Poursuivez l'extrait sur la responsabilité du fournisseur de lien hypertexte en reprenant juste après sa dernière phrase.

Extrait de page:
******************************
C) Cas particulier de la responsabilité du fournisseur de lien hyper texte :
Un lien hyper texte peut engendrer une responsabilité : ainsi le fait de pointer vers un site néo nazi (TGI Paris, réf, 20 mai 2000, Expertises2000, 107). Il peut surtout générer un acte de concurrence déloyale (unfair compétition aux USA ; passing off au Royaume Uni) ou un acte de contrefaçon de marque ou de droit d’auteur, ou de droit sui generis de producteur d’une base de données.
- a) Lien simple : (surface linking)
La radio Europe 2 avait créé sur son site un lien vers un autre site dénigrant son concurrent, la radio NRJ. Elle a été condamnée pour concurrence déloyale : Paris 19 sept 2001, Légipresse 2001.I.137.
Rappel (voir supra) : le lien renvoyant vers un site dont l’adresse contrefaisait une marque dénominative. L’auteur de lien a été condamné pour contrefaçon et n’a pu se prévaloir du fait justificatif que constitue la référence nécessaire à la marque (cf art L 713-6 CPI) : Paris 19 oct 2001, P.A. 9 juillet 2002, p23. Tout dépend, au cas par cas, du contexte, du risque de confusion.
Dans 2 affaires des liens permettaient la reproduction de fichiers musicaux en MP3ont été l’occasion de condamnations pour contrefaçon de droit d’auteur : l’auteur de l’infraction a été condamné au pénal, même pas comme complice de l’auteur de la numérisation, mais comme auteur principal de l’infraction : TGI Epinal 24 oct 2000 Légipresse déc 2000, p 19. Dans une autre affaire de renvoi vers un site permettant du téléchargement illicite le prévenu a été condamné en tant que complice : Aix 10 mars 2004, GP 23-25 janvier 2005, p 41.
De même le site agrégateur de liens est responsable si lien renvoie sur un site violant la vie privée : TGI Paris réf 26 mars 2008, D 2008, 1051.
- b) Lien profond
deep linking (lien profond). A l’inverse du lien simple (= surface linking) qui renvoie à la 1ère page d’un autre site, le lien profond renvoie à une page plus avancée.
******************************
Entrées d'un jeu de données d'annotation:
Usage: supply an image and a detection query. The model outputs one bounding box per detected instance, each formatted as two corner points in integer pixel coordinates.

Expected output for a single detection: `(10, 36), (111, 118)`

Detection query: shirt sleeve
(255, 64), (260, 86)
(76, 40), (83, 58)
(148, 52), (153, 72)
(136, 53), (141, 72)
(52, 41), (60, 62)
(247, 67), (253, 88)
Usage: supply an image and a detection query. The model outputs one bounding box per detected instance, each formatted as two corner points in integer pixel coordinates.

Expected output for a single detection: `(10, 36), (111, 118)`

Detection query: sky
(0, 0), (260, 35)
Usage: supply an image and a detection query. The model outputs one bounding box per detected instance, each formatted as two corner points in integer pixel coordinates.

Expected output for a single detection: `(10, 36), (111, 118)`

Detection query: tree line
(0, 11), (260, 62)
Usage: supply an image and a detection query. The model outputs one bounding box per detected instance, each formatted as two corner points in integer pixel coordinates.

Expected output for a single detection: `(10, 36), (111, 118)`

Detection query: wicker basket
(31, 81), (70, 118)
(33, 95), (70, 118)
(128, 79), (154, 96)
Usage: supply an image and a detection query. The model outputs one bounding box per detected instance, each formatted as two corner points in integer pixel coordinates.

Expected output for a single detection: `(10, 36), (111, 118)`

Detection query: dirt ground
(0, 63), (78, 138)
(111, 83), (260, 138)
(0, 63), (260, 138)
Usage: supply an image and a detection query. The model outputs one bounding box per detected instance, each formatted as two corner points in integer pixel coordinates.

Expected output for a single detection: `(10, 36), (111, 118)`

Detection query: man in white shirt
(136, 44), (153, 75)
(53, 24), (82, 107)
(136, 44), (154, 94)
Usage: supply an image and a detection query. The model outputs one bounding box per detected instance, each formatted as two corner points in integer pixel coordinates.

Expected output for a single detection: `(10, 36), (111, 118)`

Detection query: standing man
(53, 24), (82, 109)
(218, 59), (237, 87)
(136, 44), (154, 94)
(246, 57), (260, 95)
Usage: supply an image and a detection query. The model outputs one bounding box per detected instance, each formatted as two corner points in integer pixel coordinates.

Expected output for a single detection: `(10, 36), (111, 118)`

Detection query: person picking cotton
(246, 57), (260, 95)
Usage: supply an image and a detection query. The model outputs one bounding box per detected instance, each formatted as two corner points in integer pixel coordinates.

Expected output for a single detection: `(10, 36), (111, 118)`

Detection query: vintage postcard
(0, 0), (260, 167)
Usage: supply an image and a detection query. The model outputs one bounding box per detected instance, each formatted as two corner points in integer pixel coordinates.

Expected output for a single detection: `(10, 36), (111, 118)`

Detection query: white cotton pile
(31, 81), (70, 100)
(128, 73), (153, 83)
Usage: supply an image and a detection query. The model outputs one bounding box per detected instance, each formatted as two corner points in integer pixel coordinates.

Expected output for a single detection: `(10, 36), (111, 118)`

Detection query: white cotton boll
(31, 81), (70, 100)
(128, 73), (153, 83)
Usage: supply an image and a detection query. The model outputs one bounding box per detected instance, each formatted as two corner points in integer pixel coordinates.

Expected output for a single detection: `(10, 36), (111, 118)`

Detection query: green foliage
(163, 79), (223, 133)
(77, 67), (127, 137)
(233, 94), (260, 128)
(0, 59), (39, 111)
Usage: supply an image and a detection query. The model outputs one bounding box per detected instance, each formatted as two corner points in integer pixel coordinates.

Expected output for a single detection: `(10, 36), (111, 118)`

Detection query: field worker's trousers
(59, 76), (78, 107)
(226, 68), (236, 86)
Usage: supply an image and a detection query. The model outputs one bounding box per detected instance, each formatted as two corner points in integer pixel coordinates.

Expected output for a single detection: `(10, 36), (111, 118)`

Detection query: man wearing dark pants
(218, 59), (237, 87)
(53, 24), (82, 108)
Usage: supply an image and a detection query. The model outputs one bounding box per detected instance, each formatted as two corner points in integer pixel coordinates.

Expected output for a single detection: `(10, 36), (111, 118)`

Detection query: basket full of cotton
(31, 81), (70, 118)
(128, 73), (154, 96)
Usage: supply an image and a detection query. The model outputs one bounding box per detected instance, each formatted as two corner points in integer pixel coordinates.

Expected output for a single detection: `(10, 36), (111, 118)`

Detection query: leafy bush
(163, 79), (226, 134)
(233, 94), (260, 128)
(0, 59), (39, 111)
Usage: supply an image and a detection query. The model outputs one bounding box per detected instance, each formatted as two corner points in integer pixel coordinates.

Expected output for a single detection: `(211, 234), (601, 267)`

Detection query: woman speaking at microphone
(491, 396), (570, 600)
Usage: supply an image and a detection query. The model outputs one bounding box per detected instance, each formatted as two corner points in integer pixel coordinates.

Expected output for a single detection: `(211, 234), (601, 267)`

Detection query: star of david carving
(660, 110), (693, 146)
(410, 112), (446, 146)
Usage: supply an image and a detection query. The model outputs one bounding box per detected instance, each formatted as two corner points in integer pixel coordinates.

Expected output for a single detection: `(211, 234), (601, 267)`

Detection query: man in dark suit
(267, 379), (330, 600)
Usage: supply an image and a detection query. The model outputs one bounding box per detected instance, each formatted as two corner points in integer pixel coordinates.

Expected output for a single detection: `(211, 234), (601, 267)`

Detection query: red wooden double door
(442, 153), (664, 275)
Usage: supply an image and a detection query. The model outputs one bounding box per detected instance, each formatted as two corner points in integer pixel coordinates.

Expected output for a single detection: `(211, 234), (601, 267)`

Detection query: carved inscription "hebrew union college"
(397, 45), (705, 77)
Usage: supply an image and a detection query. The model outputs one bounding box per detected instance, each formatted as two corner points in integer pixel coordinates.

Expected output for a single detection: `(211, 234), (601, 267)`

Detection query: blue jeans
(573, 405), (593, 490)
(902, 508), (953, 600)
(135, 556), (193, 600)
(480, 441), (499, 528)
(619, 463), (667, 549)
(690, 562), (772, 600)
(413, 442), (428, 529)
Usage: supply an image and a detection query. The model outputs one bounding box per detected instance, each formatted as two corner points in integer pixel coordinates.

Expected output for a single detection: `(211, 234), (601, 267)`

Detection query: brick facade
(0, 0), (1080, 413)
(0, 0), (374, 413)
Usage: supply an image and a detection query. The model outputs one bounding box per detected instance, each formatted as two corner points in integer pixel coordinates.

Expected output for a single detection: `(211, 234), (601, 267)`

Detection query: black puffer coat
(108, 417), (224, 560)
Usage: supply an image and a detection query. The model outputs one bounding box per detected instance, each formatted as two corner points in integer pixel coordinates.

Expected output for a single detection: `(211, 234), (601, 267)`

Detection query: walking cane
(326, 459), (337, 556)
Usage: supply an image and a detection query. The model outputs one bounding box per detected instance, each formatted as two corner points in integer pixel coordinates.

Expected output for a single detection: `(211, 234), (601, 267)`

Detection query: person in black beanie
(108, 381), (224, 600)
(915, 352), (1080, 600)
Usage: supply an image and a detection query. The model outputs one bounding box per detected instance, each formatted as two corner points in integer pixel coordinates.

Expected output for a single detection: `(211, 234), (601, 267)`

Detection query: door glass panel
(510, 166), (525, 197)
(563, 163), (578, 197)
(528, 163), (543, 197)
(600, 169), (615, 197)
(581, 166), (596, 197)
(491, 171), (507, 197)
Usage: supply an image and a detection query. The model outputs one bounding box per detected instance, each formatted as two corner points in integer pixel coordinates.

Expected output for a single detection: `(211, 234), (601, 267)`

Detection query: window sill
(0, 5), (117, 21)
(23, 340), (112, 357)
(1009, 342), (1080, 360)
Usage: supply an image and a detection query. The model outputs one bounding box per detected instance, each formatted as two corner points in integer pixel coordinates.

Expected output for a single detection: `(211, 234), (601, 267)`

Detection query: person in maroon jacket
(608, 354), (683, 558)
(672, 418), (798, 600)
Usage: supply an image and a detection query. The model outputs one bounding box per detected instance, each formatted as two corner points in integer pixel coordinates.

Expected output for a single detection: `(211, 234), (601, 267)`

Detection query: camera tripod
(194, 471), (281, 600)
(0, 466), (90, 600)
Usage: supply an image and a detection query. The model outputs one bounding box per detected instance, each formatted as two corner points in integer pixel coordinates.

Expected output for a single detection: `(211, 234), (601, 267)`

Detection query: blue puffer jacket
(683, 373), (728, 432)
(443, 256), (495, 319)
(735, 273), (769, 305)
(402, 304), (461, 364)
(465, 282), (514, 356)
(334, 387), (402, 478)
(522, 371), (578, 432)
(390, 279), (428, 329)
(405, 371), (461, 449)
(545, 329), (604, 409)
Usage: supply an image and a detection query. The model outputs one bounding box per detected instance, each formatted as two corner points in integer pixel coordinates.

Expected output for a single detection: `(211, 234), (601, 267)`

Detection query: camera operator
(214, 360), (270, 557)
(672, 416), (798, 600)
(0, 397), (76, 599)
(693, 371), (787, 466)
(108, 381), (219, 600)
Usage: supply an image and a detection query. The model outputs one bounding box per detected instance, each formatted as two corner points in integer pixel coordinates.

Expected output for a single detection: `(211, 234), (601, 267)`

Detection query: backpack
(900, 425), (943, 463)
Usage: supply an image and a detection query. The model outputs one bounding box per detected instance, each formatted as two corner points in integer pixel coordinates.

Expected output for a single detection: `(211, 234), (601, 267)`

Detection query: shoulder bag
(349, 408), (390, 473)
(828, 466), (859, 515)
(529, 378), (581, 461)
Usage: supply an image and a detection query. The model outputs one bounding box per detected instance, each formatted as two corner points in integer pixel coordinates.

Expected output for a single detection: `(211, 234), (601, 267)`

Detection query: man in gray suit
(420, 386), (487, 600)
******************************
Réponse:
Aff Keljob : il s’agissait d’un procès entre deux sociétés qui pratiquaient du recrutement en ligne. Pour augmenter les offres d’emploi le défendeur avait créé un lien sur les pages internes d’un concurrent. Ainsi les offres d’emploi du site pointeur en étaient elles augmentées. Le demandeur, la société Cadreemploi, soutenait qu’il y avait contrefaçon de la base de données qu’il avait constituée et actes de concurrence déloyale. En 1ère instance (trib com Paris, réf, 26 déc 2000, CCE mars 2001, n°26, obs Caron), il a obtenu gain de cause, mais en appel l’ordonnance a été infirmée (Paris 25 mai 2001 www.droit-technologie.org, obs Verbiest) au motif que le renvoi n’était que ponctuel et que l’internaute savait que l’offre d’emploi émanait d’un tiers lorsque l’internaute choisissait de voir en détail une offre pointée. Au fond (TGI Paris 5 sept 2001) Keljob a été condamné pour extraction et utilisation d’une partie substantielle de la base de données, mais le juge a décidé que les liens profonds n’étaient pas constitutifs de concurrence déloyale.
Dans une autre affaire (aff Stepstone Trib com Nanterre 8 nov 2000 cf site www.legalis.net) l’auteur du lien profond a été absout de toute espèce de responsabilité. La question n’est donc pas tranchée. Il faudra en la matière se garder des généralisations hâtives : ce sera souvent une question d’espèce.
- 2 : Avantages et inconvénients de la voie pénale :
La victime de la contrefaçon a le choix entre la voie pénale ou la voie civile, sachant que le cumul n’est pas possible : electa una via. Si le choix de la voie civile est irrévocable, celui de la voie pénale, par faveur pour le prévenu, est susceptible de rétractation ; il est donc permis d’avoir un remords et d’abandonner les poursuites pénales pour se cantonner aux poursuites civiles.
Les avantages de la voie pénale sont les suivants : la possibilité d’obtenir la condamnation pénale du contrefacteur, en sus des dommages-intérêts auxquels l’exercice de l’action civile donne droit, le fait que c’est la police qui recherchera les éléments de preuve de la contrefaçon, condamnation aux peines accessoires
Mais les inconvénients de la voie pénale sont nombreux : risque de poursuite pour dénonciation calomnieuse ou téméraire (amende), fixation d’une consignation financière (art 88 CPP), nécessité de prouver la mauvaise foi du contrefacteur, exigence qui, en pratique, ne concerne que le complice de l’auteur de l’infraction (voir infra pour plus de détails), impossibilité d’avoir une procédure en interdiction rapide du type référé, lenteur des instructions pénales, recours presque systématique à une expertise, d’où perte de temps et coût financier.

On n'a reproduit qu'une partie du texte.